■ GIVEN EXERCISE
Please write out the records below word for word, beginning at their first line and stopping after the line that contains "point(235, 72)", with that line included. Leave the pictures out.

[Begin THE INPUT]

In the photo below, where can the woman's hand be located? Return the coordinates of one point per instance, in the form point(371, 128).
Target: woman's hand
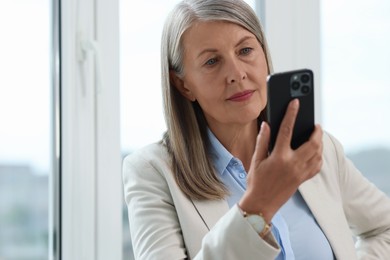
point(273, 179)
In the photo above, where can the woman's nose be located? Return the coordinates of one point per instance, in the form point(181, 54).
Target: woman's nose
point(235, 72)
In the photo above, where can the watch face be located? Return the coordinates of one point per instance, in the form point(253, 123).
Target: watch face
point(257, 222)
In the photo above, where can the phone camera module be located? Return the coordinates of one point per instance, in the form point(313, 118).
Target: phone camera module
point(300, 84)
point(305, 89)
point(295, 85)
point(305, 78)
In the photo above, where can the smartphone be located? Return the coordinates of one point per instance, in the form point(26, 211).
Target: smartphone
point(281, 89)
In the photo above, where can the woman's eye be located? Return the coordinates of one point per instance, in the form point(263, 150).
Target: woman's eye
point(245, 51)
point(211, 61)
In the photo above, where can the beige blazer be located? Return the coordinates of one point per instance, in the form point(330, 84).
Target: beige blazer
point(165, 224)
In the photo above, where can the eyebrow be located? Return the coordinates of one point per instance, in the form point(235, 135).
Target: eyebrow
point(243, 39)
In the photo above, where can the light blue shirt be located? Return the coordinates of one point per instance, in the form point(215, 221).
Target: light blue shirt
point(306, 237)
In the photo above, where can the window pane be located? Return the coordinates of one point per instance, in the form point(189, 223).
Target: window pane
point(25, 132)
point(142, 119)
point(356, 93)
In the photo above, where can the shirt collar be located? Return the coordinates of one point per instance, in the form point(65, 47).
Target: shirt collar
point(220, 156)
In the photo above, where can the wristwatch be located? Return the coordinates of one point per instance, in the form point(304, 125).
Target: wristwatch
point(258, 223)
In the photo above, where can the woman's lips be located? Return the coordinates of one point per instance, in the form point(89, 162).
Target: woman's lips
point(241, 96)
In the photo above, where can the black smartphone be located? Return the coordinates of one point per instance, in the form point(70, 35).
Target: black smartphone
point(282, 88)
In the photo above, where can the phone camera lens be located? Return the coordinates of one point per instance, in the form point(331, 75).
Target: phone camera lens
point(305, 78)
point(295, 85)
point(305, 89)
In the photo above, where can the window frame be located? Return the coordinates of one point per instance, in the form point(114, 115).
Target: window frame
point(91, 183)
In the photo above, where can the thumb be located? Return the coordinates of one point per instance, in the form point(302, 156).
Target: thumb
point(262, 142)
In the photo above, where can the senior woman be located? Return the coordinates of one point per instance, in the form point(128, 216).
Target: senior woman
point(210, 190)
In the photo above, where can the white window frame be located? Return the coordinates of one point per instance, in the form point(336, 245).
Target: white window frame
point(92, 192)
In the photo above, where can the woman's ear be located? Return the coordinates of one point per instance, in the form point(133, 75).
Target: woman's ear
point(180, 86)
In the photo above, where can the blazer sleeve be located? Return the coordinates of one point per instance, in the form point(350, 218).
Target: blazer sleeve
point(367, 210)
point(155, 227)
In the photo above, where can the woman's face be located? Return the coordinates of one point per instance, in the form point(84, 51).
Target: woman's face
point(225, 70)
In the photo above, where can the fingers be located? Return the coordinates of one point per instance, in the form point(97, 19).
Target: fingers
point(262, 141)
point(311, 151)
point(283, 139)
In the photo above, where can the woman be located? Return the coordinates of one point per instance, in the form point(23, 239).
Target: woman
point(210, 190)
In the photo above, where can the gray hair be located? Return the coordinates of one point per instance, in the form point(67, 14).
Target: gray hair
point(186, 136)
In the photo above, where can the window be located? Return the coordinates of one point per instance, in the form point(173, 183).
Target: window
point(26, 129)
point(356, 94)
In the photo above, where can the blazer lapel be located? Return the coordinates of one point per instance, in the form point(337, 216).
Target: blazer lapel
point(329, 216)
point(211, 211)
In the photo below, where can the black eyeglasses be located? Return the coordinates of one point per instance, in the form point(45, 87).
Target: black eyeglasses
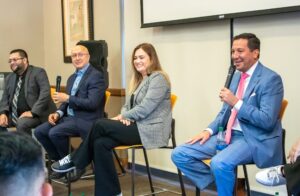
point(14, 60)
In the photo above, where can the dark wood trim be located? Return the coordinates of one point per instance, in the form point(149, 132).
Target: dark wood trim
point(118, 92)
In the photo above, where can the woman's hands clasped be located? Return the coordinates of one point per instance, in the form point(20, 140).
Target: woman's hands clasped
point(122, 120)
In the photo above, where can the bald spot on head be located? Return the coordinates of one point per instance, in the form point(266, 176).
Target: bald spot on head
point(80, 48)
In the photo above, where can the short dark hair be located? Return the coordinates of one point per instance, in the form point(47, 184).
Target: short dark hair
point(21, 52)
point(253, 41)
point(21, 161)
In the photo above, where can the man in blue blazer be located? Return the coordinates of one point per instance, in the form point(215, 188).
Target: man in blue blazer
point(81, 105)
point(256, 132)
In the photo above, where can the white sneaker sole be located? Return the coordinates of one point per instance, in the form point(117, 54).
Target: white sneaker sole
point(63, 171)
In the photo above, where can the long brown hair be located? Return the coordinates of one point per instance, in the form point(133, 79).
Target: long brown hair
point(154, 66)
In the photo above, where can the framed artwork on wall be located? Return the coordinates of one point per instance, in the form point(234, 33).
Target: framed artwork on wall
point(77, 21)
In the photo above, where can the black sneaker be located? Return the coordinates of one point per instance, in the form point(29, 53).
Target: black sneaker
point(63, 165)
point(56, 175)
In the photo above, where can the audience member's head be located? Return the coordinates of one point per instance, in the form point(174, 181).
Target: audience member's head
point(22, 168)
point(18, 60)
point(245, 51)
point(80, 56)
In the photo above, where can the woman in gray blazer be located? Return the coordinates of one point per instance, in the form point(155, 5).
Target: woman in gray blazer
point(145, 119)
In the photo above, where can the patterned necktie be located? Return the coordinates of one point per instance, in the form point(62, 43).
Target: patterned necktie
point(232, 117)
point(15, 101)
point(70, 111)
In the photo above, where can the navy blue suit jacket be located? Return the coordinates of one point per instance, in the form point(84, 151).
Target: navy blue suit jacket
point(259, 115)
point(88, 101)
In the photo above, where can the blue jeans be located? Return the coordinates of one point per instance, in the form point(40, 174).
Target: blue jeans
point(188, 158)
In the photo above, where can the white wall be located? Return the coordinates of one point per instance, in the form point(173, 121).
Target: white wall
point(21, 27)
point(106, 27)
point(197, 57)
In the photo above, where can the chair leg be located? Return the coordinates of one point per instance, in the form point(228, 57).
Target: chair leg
point(148, 171)
point(119, 162)
point(181, 182)
point(197, 191)
point(247, 180)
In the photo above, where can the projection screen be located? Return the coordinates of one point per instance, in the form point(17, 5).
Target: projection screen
point(168, 12)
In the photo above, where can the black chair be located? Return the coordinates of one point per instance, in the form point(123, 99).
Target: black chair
point(98, 56)
point(135, 147)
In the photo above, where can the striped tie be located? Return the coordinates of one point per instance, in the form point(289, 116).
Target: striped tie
point(15, 102)
point(233, 115)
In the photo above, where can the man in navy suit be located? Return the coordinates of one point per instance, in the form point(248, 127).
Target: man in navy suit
point(256, 131)
point(81, 105)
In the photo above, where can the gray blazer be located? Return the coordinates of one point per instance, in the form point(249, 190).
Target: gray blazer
point(37, 93)
point(151, 111)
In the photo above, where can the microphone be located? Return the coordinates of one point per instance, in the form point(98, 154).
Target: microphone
point(58, 80)
point(230, 75)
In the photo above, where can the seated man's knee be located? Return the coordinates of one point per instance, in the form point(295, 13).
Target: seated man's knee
point(22, 125)
point(219, 163)
point(177, 154)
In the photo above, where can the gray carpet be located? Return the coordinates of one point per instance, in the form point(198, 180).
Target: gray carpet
point(86, 187)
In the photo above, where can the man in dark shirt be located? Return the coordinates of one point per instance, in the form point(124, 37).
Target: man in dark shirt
point(26, 100)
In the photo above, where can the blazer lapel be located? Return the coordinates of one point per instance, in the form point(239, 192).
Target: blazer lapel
point(72, 80)
point(12, 88)
point(84, 77)
point(28, 75)
point(255, 78)
point(138, 90)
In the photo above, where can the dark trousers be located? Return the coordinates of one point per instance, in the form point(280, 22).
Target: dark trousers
point(292, 174)
point(55, 139)
point(97, 147)
point(23, 124)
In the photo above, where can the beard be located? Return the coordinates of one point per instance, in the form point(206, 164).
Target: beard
point(20, 68)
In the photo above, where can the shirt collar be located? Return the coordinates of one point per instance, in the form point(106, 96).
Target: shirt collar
point(82, 70)
point(252, 68)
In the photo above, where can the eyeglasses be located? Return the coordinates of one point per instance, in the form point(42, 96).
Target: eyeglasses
point(79, 55)
point(14, 60)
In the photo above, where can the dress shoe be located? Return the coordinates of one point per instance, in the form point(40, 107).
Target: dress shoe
point(271, 176)
point(74, 175)
point(63, 165)
point(56, 175)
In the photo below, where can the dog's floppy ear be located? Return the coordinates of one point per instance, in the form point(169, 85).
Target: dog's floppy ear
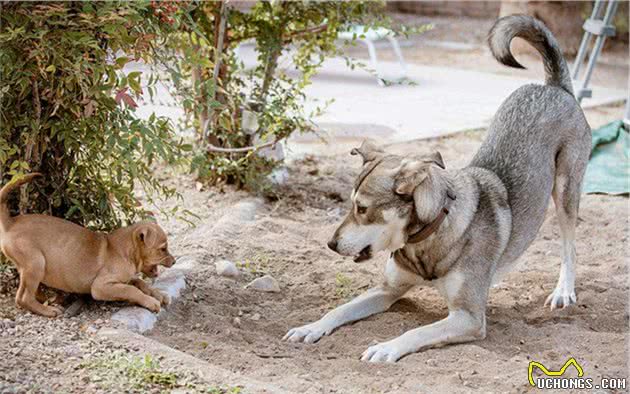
point(368, 151)
point(436, 158)
point(409, 176)
point(143, 234)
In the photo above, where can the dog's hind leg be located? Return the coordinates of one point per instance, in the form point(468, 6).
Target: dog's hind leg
point(566, 196)
point(379, 299)
point(31, 274)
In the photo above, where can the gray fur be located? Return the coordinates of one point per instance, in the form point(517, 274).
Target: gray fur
point(537, 147)
point(537, 34)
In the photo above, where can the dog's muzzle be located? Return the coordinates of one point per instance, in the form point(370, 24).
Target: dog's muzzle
point(364, 254)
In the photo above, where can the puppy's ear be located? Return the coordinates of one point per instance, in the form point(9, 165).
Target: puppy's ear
point(409, 176)
point(368, 151)
point(436, 158)
point(143, 234)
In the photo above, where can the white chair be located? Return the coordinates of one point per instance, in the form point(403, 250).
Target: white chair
point(368, 37)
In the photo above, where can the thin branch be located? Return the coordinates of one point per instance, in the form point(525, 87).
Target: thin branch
point(223, 15)
point(213, 148)
point(305, 32)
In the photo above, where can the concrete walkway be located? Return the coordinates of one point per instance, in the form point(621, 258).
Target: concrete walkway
point(439, 101)
point(434, 101)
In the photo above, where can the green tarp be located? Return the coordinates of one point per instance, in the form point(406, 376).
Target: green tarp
point(608, 170)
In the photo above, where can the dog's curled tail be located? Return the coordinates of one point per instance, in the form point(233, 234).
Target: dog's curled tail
point(535, 33)
point(5, 215)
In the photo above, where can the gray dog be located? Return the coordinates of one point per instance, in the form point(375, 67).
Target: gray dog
point(460, 229)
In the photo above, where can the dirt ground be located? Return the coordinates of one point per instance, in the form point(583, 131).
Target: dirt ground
point(219, 321)
point(223, 323)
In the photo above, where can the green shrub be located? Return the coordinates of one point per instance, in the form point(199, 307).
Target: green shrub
point(67, 110)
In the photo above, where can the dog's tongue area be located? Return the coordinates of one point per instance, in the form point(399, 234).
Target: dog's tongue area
point(364, 254)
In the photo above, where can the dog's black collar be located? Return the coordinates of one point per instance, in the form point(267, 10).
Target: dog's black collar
point(425, 231)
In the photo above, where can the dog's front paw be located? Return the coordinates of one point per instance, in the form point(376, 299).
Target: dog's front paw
point(162, 297)
point(152, 304)
point(561, 298)
point(386, 352)
point(52, 311)
point(309, 333)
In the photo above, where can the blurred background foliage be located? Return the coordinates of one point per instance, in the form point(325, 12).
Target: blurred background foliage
point(67, 107)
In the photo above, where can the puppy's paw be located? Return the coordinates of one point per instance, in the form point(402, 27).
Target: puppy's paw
point(52, 311)
point(386, 352)
point(162, 297)
point(309, 333)
point(561, 298)
point(152, 304)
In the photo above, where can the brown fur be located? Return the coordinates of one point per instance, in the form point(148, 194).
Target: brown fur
point(68, 257)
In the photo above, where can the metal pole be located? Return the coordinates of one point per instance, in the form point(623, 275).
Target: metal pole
point(586, 40)
point(599, 43)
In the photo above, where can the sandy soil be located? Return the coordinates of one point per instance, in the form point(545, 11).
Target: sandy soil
point(219, 321)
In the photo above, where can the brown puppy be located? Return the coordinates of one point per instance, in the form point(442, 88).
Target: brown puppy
point(66, 256)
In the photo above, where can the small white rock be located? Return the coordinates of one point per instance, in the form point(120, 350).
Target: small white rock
point(227, 268)
point(266, 283)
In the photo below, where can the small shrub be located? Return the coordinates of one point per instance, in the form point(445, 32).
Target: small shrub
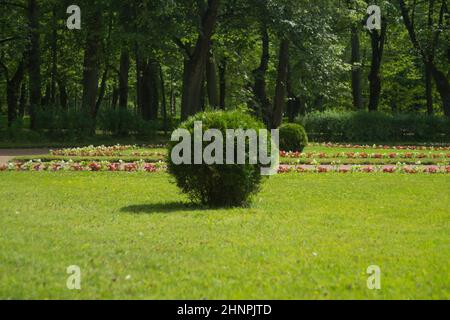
point(293, 137)
point(219, 185)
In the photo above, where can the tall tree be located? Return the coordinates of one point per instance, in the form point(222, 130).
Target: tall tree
point(377, 41)
point(427, 49)
point(34, 61)
point(91, 63)
point(195, 61)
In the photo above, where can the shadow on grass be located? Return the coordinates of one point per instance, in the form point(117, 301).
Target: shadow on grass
point(164, 207)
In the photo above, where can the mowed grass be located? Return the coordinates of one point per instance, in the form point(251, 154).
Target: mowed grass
point(305, 237)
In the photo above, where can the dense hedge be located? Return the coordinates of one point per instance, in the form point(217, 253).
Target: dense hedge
point(376, 127)
point(293, 137)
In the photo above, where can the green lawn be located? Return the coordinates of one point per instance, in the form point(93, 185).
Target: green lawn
point(306, 236)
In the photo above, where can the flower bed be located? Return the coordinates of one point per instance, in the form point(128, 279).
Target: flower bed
point(142, 166)
point(407, 169)
point(138, 166)
point(102, 151)
point(364, 155)
point(386, 147)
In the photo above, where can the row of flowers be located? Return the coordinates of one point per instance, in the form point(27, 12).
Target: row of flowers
point(366, 169)
point(386, 147)
point(99, 151)
point(142, 166)
point(70, 165)
point(364, 155)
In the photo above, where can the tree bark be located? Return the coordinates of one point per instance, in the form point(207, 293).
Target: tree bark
point(222, 83)
point(262, 109)
point(54, 57)
point(34, 61)
point(22, 100)
point(211, 80)
point(63, 98)
point(443, 87)
point(427, 55)
point(164, 100)
point(194, 65)
point(378, 38)
point(149, 94)
point(280, 89)
point(429, 89)
point(293, 104)
point(13, 92)
point(356, 69)
point(91, 62)
point(123, 78)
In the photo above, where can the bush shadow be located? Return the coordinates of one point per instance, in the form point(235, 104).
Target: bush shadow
point(164, 207)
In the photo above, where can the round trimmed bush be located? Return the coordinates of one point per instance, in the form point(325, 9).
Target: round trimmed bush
point(218, 185)
point(293, 137)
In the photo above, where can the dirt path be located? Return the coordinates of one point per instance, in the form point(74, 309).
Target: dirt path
point(8, 154)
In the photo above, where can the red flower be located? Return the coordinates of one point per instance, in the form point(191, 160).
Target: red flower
point(130, 167)
point(94, 166)
point(432, 169)
point(150, 167)
point(322, 169)
point(368, 169)
point(389, 169)
point(283, 169)
point(392, 155)
point(77, 167)
point(113, 167)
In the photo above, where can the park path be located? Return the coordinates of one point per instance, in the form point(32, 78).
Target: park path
point(8, 154)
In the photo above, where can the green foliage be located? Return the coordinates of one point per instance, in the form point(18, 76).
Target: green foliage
point(376, 127)
point(218, 184)
point(123, 122)
point(293, 137)
point(61, 124)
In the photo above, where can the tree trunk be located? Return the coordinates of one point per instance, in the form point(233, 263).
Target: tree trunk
point(54, 53)
point(149, 94)
point(164, 101)
point(356, 69)
point(429, 89)
point(22, 100)
point(211, 81)
point(443, 87)
point(222, 83)
point(34, 61)
point(101, 94)
point(280, 89)
point(12, 93)
point(91, 62)
point(294, 103)
point(377, 42)
point(262, 109)
point(123, 78)
point(194, 65)
point(441, 80)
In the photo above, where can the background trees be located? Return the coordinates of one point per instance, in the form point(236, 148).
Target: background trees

[End THE INPUT]

■ COMPLETE OUTPUT
In the photo below, where can the woman's hand be located? Return the coordinates of one point per instance, in the form point(371, 128).
Target: woman's hand
point(273, 179)
In the photo above, where can the woman's nose be located? Return the coordinates of one point per instance, in the form point(181, 54).
Target: woman's nose
point(235, 72)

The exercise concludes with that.